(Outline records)
— Begin —

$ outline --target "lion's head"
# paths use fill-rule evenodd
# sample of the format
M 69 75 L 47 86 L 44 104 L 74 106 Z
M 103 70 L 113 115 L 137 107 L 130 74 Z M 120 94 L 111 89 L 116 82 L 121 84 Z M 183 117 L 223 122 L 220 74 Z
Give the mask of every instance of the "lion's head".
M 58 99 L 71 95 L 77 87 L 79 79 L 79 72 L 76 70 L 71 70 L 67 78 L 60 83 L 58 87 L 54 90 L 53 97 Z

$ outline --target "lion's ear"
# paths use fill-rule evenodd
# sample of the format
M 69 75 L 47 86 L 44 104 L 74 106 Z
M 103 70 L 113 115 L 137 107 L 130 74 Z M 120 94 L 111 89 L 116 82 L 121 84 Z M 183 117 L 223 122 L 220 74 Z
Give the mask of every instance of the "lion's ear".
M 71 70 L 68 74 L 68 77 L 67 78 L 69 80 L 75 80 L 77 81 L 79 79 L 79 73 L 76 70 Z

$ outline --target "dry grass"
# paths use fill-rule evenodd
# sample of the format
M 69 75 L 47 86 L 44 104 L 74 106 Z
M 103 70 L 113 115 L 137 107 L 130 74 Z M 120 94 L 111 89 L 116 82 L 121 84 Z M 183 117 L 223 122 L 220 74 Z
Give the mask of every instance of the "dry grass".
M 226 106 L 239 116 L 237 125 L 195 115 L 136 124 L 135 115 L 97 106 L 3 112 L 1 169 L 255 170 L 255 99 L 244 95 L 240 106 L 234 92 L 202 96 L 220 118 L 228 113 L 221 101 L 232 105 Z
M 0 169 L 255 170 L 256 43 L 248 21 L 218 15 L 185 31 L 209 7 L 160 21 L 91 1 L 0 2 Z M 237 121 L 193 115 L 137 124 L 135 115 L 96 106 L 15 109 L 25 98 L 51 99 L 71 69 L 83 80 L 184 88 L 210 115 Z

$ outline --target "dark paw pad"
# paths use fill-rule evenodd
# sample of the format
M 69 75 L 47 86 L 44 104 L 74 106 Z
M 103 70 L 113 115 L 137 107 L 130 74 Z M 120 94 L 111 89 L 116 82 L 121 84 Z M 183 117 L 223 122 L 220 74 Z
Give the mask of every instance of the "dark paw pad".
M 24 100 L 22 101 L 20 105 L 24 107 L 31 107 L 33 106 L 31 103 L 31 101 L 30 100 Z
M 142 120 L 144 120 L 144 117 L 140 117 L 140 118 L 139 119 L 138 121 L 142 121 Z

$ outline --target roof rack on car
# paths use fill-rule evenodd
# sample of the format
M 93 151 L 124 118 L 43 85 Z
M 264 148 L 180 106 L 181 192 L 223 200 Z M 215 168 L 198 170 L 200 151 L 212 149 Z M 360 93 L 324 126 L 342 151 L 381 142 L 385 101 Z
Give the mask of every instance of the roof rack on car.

— End —

Do this » Give the lines as a numbered list, starting at the beginning of the records and stopping after the line that contains "M 58 99 L 71". Leave out any blank lines.

Result of the exercise »
1. $ outline --target "lion's head"
2. # paths use fill-rule evenodd
3. # sample of the format
4. M 69 75 L 47 86 L 44 104 L 74 106 Z
5. M 103 70 L 113 115 L 137 107 L 130 74 Z M 120 94 L 111 89 L 116 82 L 121 84 Z M 183 117 L 223 122 L 220 74 Z
6. Give the mask of every instance of the "lion's head".
7. M 58 99 L 71 95 L 77 87 L 79 79 L 79 72 L 76 70 L 71 70 L 67 78 L 60 83 L 58 87 L 54 90 L 53 97 Z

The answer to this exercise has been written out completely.